YOUR TASK
Reproduce the following material exactly, including every line.

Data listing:
§

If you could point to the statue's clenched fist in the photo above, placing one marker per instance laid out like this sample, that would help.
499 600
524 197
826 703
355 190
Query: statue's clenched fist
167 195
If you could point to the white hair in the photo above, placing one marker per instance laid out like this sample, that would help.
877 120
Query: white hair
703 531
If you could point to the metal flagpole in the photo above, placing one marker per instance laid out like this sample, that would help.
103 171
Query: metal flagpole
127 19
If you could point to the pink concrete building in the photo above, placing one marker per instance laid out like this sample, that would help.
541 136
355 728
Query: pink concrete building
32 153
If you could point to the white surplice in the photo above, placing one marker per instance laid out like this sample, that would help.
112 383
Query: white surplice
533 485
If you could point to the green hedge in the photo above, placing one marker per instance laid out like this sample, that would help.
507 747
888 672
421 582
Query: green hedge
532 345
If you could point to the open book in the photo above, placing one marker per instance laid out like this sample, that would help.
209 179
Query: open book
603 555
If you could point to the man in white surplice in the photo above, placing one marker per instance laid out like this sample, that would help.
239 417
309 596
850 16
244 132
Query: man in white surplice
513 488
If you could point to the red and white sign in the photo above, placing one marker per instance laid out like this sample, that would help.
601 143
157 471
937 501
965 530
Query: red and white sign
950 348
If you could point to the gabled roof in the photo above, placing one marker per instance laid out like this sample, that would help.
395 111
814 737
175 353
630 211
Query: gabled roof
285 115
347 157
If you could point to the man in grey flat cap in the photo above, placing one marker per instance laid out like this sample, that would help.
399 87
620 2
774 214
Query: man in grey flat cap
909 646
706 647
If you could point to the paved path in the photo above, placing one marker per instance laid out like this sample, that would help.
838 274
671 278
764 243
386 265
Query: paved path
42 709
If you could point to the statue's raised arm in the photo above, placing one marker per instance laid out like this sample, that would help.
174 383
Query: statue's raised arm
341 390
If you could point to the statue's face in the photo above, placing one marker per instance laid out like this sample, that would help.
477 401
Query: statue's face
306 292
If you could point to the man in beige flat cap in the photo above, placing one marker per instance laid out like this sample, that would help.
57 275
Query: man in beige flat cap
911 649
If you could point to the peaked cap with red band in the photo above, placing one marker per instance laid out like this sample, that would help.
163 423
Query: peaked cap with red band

§

RESULT OF THE EXERCISE
If you could point to the statue's clenched fist in the photo above, placing one marker per instance laid out like this sample, that would help.
499 600
524 197
826 703
355 190
Query: statue's clenched fist
167 195
If you could point to the white hair in the photo above, placing one marker per instance laid out like this sample, that would help.
877 120
Query: white hair
703 531
If you could point to the metal flagpole in the photo above, placing one marker per instance laid out like this sample, that would help.
103 171
Query: metal flagpole
127 19
If you could point to the pink concrete building in the photo above, placing one marker per instance laid out like this sample, that would help.
541 136
355 728
Query: pink concrete building
32 153
If you could point to the white surplice in the photo above, placing one marker per instance laid out like this sample, that would help.
112 383
Query: white surplice
533 485
If you could point to the green hedge in the photo above, placing one marker per instance laid out like this sample, that would help.
507 747
888 672
421 582
Query: green hedge
532 345
If you could point to the open book in the photo above, placing one marker per instance laid out like this sample, that would help.
209 179
Query: open book
603 555
If you could point to the man in white surplice in the photo above, placing one marker per instance laid out like this sample, that would help.
239 417
309 596
850 16
244 132
Query: man in white surplice
513 488
If you could point to the red and white sign in the photo above, placing one marker per instance laid out like this sample, that would help.
601 143
157 471
937 501
965 530
Query: red and white sign
950 348
If you could point to the gabled roof in the photo above, placing one marker per instance laid out like this sample, that would help.
395 111
814 737
175 353
630 211
Query: gabled roof
285 115
347 157
If you could point to the man in grey flat cap in the photo above, placing one marker per instance laid out like this sample, that would help.
399 87
620 2
774 214
Query: man in grey flat cap
909 646
706 647
If you could point to the paved path in the photo above, placing one marker per instance laid out like this sample, that would help.
838 274
671 278
764 243
386 265
Query: paved path
42 709
If you could point to the statue's raised arm in the photo above, placing one marker per instance laid out like this sample, that would help.
174 383
Query: statue's raised arm
341 390
If you could point to the statue's face in the photo above, placing one marker per instance laid out like this sample, that would help.
477 401
Query: statue's face
306 292
If you could point to the man in beige flat cap in the photo above, placing one marker per instance laid out like this sample, that would help.
57 275
Query: man in beige flat cap
911 649
If you could point to the peaked cap with red band in the photo above, placing one marker per instance laid out like this sample, that would help.
163 423
Query: peaked cap with red band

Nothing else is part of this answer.